## Instructions to follow
Reproduce everything from the line containing "[locate] the car's rear" down to the last of the lines below, swapping "side mirror" for "wing mirror" and leaving everything else unchanged.

## Source data
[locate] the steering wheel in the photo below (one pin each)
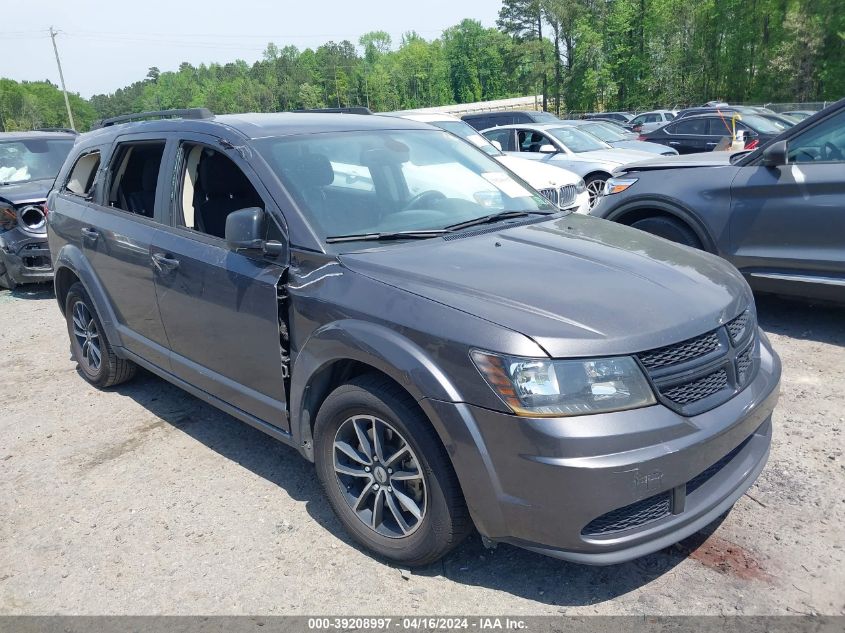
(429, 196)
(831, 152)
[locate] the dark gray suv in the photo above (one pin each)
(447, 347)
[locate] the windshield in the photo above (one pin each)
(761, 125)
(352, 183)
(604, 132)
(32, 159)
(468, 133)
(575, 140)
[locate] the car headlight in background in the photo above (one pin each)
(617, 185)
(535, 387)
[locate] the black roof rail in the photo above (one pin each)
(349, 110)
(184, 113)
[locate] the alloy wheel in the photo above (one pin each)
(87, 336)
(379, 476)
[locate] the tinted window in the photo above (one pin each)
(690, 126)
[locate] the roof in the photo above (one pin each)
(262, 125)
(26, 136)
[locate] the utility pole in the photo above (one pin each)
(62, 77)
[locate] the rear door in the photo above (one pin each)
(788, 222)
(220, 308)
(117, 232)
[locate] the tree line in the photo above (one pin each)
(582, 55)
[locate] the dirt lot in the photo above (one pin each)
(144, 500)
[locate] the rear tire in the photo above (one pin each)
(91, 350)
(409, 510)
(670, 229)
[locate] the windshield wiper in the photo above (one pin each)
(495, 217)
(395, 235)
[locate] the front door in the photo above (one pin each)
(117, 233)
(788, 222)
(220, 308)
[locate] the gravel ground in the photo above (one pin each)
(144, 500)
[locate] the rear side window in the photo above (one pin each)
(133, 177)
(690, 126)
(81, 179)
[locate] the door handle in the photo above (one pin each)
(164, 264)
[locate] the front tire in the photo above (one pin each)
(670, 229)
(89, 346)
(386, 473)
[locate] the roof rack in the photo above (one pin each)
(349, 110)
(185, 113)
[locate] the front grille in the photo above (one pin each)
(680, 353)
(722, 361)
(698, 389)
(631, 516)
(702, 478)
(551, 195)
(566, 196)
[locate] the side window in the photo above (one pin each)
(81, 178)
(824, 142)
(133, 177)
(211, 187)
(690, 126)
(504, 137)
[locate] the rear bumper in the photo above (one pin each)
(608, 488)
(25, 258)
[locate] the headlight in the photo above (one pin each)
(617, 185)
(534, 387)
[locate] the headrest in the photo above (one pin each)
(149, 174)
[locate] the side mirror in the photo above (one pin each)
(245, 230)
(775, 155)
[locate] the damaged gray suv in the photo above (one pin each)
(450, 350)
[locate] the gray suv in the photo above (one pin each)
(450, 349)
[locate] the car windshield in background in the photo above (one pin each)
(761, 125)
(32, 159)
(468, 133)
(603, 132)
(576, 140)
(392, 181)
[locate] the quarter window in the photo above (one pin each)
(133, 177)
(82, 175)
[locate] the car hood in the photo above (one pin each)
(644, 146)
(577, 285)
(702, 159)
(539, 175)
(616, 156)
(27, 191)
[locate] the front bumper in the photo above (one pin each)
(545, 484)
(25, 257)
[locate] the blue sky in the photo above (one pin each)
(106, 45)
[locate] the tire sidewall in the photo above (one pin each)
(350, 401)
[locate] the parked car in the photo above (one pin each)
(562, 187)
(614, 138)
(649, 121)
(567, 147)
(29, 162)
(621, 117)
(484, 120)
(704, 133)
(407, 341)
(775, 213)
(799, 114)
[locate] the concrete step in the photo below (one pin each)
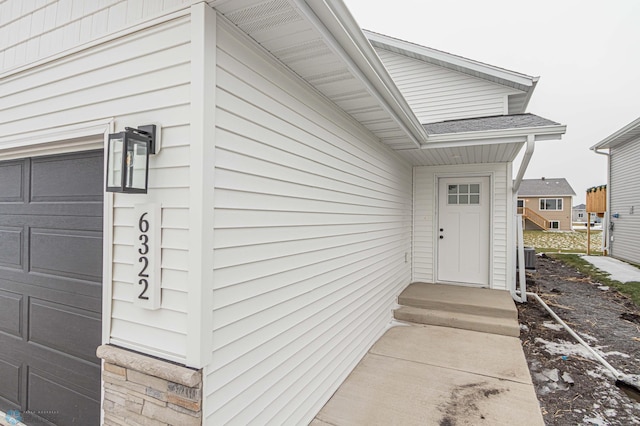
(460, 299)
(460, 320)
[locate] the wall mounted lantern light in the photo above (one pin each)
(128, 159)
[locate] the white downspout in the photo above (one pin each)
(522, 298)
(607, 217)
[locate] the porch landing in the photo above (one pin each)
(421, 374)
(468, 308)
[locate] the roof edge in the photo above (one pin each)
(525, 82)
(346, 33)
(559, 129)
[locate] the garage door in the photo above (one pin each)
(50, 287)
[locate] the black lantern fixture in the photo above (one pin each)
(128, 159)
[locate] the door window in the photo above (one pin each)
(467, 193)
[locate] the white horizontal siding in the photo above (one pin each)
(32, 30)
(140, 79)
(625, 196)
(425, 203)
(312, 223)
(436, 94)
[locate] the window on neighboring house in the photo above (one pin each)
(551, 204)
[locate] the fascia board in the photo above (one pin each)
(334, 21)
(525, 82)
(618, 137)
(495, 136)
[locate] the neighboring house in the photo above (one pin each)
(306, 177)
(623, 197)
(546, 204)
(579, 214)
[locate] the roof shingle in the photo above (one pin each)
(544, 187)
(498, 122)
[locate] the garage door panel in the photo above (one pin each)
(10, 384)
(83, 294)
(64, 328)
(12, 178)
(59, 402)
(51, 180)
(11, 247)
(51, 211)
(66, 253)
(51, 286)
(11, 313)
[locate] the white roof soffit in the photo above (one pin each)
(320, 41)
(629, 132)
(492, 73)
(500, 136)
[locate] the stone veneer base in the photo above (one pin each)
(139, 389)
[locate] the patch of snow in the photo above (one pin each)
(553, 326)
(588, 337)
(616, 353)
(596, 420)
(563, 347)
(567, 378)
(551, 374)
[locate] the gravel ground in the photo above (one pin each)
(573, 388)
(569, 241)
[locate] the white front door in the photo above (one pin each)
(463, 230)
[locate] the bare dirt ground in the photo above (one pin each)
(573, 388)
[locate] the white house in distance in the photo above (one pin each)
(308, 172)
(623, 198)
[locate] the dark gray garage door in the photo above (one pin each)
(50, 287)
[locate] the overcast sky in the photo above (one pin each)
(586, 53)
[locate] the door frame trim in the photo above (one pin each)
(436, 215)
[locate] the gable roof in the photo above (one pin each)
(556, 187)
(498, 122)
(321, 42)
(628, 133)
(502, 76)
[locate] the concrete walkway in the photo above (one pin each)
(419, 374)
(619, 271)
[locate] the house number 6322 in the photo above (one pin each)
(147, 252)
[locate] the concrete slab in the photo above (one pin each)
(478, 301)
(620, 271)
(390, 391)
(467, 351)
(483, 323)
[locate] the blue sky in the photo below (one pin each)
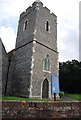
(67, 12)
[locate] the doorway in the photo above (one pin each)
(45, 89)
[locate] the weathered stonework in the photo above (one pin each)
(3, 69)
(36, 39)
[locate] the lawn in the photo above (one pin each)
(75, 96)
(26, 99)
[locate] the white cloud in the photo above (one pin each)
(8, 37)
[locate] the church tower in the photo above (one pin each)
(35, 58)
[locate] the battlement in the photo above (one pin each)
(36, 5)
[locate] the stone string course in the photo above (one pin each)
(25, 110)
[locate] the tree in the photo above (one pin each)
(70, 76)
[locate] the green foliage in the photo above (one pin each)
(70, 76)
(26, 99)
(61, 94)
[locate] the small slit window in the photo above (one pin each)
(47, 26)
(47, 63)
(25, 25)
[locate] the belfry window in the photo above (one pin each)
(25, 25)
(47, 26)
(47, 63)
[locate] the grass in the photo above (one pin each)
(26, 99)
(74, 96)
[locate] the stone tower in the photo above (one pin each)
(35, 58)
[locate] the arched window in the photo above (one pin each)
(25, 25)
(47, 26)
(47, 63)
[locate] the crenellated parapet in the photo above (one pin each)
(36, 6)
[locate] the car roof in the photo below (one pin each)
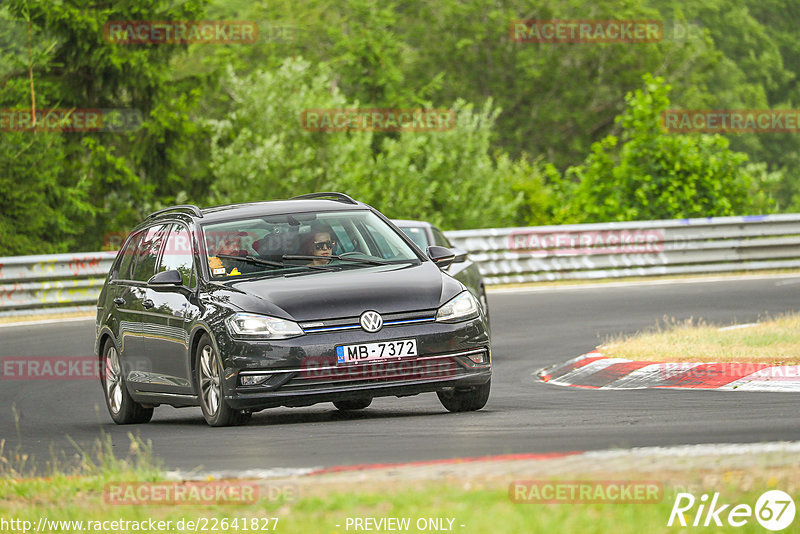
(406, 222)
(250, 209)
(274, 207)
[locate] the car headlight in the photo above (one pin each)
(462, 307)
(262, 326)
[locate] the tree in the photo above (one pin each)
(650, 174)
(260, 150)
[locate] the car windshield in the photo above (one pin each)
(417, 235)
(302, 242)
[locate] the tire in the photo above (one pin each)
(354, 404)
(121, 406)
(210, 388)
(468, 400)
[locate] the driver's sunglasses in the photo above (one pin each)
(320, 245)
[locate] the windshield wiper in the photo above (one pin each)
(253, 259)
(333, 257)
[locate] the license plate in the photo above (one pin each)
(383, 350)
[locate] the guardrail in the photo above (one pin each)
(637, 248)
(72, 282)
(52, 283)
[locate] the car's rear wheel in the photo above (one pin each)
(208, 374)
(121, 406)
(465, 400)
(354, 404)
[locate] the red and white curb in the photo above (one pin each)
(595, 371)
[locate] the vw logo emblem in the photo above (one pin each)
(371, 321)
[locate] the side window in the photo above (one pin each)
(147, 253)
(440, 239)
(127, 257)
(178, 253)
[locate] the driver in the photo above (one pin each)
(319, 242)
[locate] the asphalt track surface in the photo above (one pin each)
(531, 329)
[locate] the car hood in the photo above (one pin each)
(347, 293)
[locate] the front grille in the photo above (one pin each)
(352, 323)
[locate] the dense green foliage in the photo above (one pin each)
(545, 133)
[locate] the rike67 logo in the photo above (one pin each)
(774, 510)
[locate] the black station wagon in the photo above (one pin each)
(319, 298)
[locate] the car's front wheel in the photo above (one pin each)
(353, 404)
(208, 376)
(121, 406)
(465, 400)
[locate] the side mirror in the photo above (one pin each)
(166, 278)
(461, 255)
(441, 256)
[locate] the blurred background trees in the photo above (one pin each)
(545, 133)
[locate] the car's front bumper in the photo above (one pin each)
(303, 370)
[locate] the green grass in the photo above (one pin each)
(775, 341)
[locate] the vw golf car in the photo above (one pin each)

## The response
[locate] the car's rear wheel in the photo above (one pin each)
(208, 374)
(121, 406)
(465, 400)
(354, 404)
[locate] the red and white curb in the photo above (one pin each)
(595, 371)
[locate] the vw logo emblem in the photo above (one pin each)
(371, 321)
[locate] the side window in the photo above (one pin each)
(147, 253)
(440, 239)
(127, 257)
(178, 253)
[locate] the driver in the photo above (one pin each)
(319, 242)
[locate] the asphalt track surface in the photo above (one pin each)
(531, 329)
[locate] the car hood in the photo above (one pin each)
(347, 293)
[locate] the front grille in the photo above (one pin each)
(352, 323)
[locate] the dense green foliage in the photo above (one pin each)
(545, 133)
[locate] the rike67 logo in the photo above (one pin each)
(774, 510)
[locate] the black station wagon in the photo above (one pin each)
(319, 298)
[locate] the car's front wheel in the photo above (one pin each)
(353, 404)
(208, 376)
(121, 406)
(465, 400)
[locate] the wing mirror in the photo above (one pin each)
(166, 278)
(461, 255)
(441, 256)
[locate] the blurred background trees in the photo above (one pin each)
(545, 133)
[locate] the car's front bumper in the photo above (one pin each)
(303, 370)
[locate] the green grass in the photo above (one pin each)
(775, 341)
[locate] the vw golf car in the photo above (one pin each)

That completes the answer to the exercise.